**QUESTIONS TO ANSWER**
1. Translate this sentence from the passage on the Los Angeles City Charter into Spanish: "In order to crash through the political gridlock and the maddening lack of accountability in L.A. politics, the anachronistic City Charter must be overhauled."
2. According to the passage on the Los Angeles City Charter, why must the charter be overhauled? Answer in one to three sentences.
3. In the passage on the Los Angeles City Charter, which powers should the Mayor be given first?

**PASSAGE**
In order to crash through the political gridlock and the maddening lack of accountability in L.A. politics, the anachronistic City Charter must be overhauled. The Mayor should be given the real authority of a chief executive officer, starting with the power to hire and fire department heads and the power to restructure staff positions within the Mayor’s office without City Council review.

Absent the political will to modernize the City Charter, a resourceful Mayor can still triumph over political fragmentation and the cacophony of the City Council. But triumph requires a clear understanding of the Mayor’s power, unspecified in the Charter, to set goals — to define the agenda — for the overall best interests of the city.

It means using the Mayor’s “bully pulpit,” the Mayor’s position of moral leadership, his prestige, his extensive staff resources, his unparalleled access to Southland news media, and his ability to get others to pick up the phone when he places a call to persuade them to accept and support the agenda defined by the Mayor.

It means the Mayor walking into the Council Chamber not only to greet a visiting dignitary, but also to coax a vote from a stubborn councilmember.

**DATA RECORDS**

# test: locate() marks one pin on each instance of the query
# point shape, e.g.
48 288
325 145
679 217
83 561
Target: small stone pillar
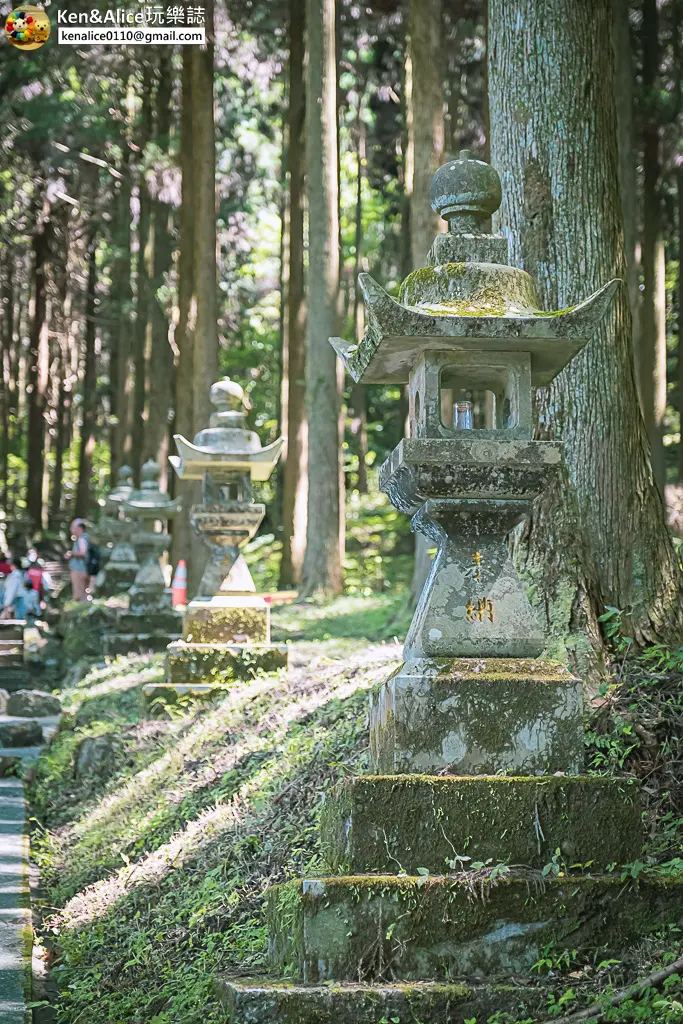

**ANSWERS PER TASK**
1. Para superar el estancamiento político y la exasperante falta de rendición de cuentas en la política de Los Ángeles, es necesario reformar a fondo la anacrónica Carta Municipal.

2. The charter must be overhauled to break through the political gridlock in L.A. politics. It must also end the maddening lack of accountability there. The passage calls the charter anachronistic.

3. The Mayor should first get the power to hire and fire department heads. He should also get the power to restructure staff positions within the Mayor's office without City Council review.